Input for this task
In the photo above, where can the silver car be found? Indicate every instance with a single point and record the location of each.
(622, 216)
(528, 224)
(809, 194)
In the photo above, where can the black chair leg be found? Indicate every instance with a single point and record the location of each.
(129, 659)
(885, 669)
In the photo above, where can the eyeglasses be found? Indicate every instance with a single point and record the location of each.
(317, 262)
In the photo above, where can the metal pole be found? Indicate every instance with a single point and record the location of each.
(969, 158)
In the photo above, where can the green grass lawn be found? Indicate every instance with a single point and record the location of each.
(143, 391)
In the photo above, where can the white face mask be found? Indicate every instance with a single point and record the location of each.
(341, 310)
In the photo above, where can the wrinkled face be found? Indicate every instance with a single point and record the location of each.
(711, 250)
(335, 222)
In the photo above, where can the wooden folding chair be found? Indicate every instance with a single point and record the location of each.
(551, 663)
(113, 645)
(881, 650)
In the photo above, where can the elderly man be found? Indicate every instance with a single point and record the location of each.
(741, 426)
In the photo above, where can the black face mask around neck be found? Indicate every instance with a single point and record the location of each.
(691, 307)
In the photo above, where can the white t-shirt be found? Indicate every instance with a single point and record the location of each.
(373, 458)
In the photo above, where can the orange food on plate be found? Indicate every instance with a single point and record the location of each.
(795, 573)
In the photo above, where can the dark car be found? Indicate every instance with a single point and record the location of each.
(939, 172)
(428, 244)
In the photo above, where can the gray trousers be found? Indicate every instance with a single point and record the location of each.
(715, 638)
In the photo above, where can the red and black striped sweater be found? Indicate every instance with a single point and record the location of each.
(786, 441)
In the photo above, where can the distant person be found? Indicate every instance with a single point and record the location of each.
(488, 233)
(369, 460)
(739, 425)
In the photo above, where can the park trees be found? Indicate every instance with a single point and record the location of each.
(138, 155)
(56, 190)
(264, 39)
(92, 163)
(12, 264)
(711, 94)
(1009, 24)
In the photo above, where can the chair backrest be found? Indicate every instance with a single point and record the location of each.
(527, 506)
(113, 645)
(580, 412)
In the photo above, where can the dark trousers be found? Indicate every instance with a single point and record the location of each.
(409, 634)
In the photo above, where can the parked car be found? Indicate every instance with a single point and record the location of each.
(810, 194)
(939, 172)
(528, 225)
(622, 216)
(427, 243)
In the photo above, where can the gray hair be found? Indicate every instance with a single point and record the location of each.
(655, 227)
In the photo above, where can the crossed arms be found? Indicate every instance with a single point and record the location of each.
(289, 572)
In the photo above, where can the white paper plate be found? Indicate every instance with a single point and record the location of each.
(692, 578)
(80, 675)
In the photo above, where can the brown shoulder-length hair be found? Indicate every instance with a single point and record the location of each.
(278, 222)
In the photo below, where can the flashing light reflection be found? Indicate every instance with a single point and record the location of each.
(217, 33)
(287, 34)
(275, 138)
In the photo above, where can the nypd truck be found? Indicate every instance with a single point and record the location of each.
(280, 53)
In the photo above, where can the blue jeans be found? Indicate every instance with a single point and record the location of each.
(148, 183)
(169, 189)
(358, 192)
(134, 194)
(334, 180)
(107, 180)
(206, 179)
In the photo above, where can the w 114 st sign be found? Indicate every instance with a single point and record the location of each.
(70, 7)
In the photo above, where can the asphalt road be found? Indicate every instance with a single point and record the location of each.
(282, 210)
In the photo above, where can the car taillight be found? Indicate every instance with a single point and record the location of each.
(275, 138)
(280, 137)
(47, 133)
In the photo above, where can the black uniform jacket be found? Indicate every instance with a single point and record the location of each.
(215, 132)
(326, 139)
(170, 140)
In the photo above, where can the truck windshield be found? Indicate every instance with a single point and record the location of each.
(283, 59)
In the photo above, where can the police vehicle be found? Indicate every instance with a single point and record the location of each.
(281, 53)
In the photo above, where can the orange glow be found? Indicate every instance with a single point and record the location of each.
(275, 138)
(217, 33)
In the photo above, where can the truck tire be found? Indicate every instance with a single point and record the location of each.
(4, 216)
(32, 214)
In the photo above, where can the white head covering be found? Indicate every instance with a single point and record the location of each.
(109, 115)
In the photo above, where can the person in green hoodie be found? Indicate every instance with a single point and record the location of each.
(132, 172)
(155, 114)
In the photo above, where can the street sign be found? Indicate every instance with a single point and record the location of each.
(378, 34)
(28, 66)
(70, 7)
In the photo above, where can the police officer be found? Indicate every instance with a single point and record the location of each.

Exercise details
Please output the complete data exactly.

Finished exercise
In the photo above, where can the silver car be found? Indicate every instance with a single point and record the location of each.
(622, 216)
(528, 224)
(809, 194)
In the photo above, where can the black chair leg be found? Indicate every instance with a single point and record the location of each.
(129, 659)
(885, 669)
In the photo above, where can the eyeglasses be found? Indicate every instance with a single point and record the location of each.
(317, 262)
In the photo above, where can the metal pole be found? Indicate every instance with a single point and record the location of each.
(969, 158)
In the photo above, where can the green grass lawn be found? Indicate every instance with a single point and record the location of each.
(143, 391)
In the photo above, where can the white face mask be found? Indicate every instance with a single point and record the location of each.
(341, 310)
In the photo above, where can the wrinkled face be found? Indicate every instance with a single point and record the location of each.
(711, 250)
(335, 222)
In the photo above, where can the wooden folding chair be found? Indicate every instance with a single point and record the location of each.
(551, 663)
(113, 645)
(881, 650)
In the photo above, where can the elderly man be found? Indicate every instance with a single point and record the location of each.
(741, 426)
In the photo above, where can the black face mask around neck be found? Indicate every instance with a single point and record the location of each.
(691, 307)
In the photo above, where can the white t-shirt be found? Indicate every instance with a single point and record the location of each.
(373, 458)
In the photo above, where can the orange food on plate be found? Indicate every instance with a single point and record the location of each.
(795, 573)
In the photo above, where can the dark car be found? Indicate every instance with a single point and record the location of each.
(939, 172)
(428, 244)
In the photo above, where can the gray trousers be found? Indicate every instance with a single point and record the location of each.
(715, 638)
In the photo above, where can the red and black striped sweater be found? Indicate every instance with a single point and record the location of each.
(786, 441)
In the photo above, where can the distant person be found? Indicate every instance with a single point and record the location of each.
(488, 233)
(369, 460)
(739, 425)
In the photo above, where can the park trees be found? Indicate every instance with a single point and record the location of each.
(138, 155)
(56, 190)
(264, 39)
(92, 163)
(12, 264)
(711, 94)
(1009, 24)
In the photo above, where can the chair backrest be found? Indicate every instance with a single point and record the location of each.
(527, 506)
(113, 645)
(580, 412)
In the photo above, where can the dark trousers be found? Indicate every instance with a single point and record the location of each.
(409, 634)
In the photo above, where can the parked car be found? Indicate every instance with a single point and record the location of each.
(810, 194)
(939, 172)
(528, 225)
(622, 216)
(427, 243)
In the photo above, where can the gray hair be found? Indicate every instance with a single point and record the location of each.
(655, 227)
In the photo above, where can the crossed arms be found? Indicate every instance with a single point and record the location of each.
(289, 572)
In the photo above, where can the white paper plate be found? Indicate every instance with a single point and record the location of each.
(692, 578)
(80, 675)
In the photo above, where can the brown shoulder-length hair be found? Indicate every instance with a single point and record the location of each.
(278, 222)
In the photo below, where can the flashing light reflection be found? Indicate every instance with a single point and record the location of each.
(217, 33)
(287, 34)
(275, 138)
In the photo above, where can the nypd truck be found? Indicate every instance with a single point and record the location of each.
(280, 53)
In the photo above, where can the blue jeans be found? Indicate every instance with a single point and record the location of each.
(148, 183)
(169, 189)
(358, 192)
(134, 194)
(334, 180)
(107, 180)
(206, 179)
In the photo above, where can the w 114 st sign be found? Indicate every instance with a single point and record the location of each.
(70, 7)
In the photo above, where can the asphalt road be found? Indicate every instance with a single point and record the location of each.
(282, 210)
In the photo above, where can the car taillight be found? Indicate every instance with a single point and record the location of each.
(275, 138)
(280, 137)
(47, 133)
In the photo above, where can the black uniform jacket be found? Indicate every instance with a single point and record the location of each.
(215, 132)
(326, 139)
(170, 140)
In the photo above, where can the truck windshield be found? Indicate every instance with a single point and record the location of each.
(283, 59)
In the photo above, where can the police vehicle be found? Indicate every instance with a single point and record the location of each.
(281, 53)
In the photo above, where can the orange glow be found? Indicate every instance with a single point and record the location of each.
(275, 138)
(217, 33)
In the photo above, where can the truck tire be found? Indicate every instance with a single point and record the location of each.
(4, 216)
(32, 214)
In the photo above, where can the white head covering be found? Indicate every instance with a single point and record the location of each.
(109, 115)
In the photo above, where can the person in green hoodie be found? Indicate every instance with a single point and record the location of each.
(132, 172)
(155, 114)
In the photo above, where can the street sign be found? Indicate every instance with a single point and record the location of each.
(378, 34)
(28, 66)
(70, 7)
In the photo above, where can the police officer be found? Indicate every instance with a single point and record the location of each.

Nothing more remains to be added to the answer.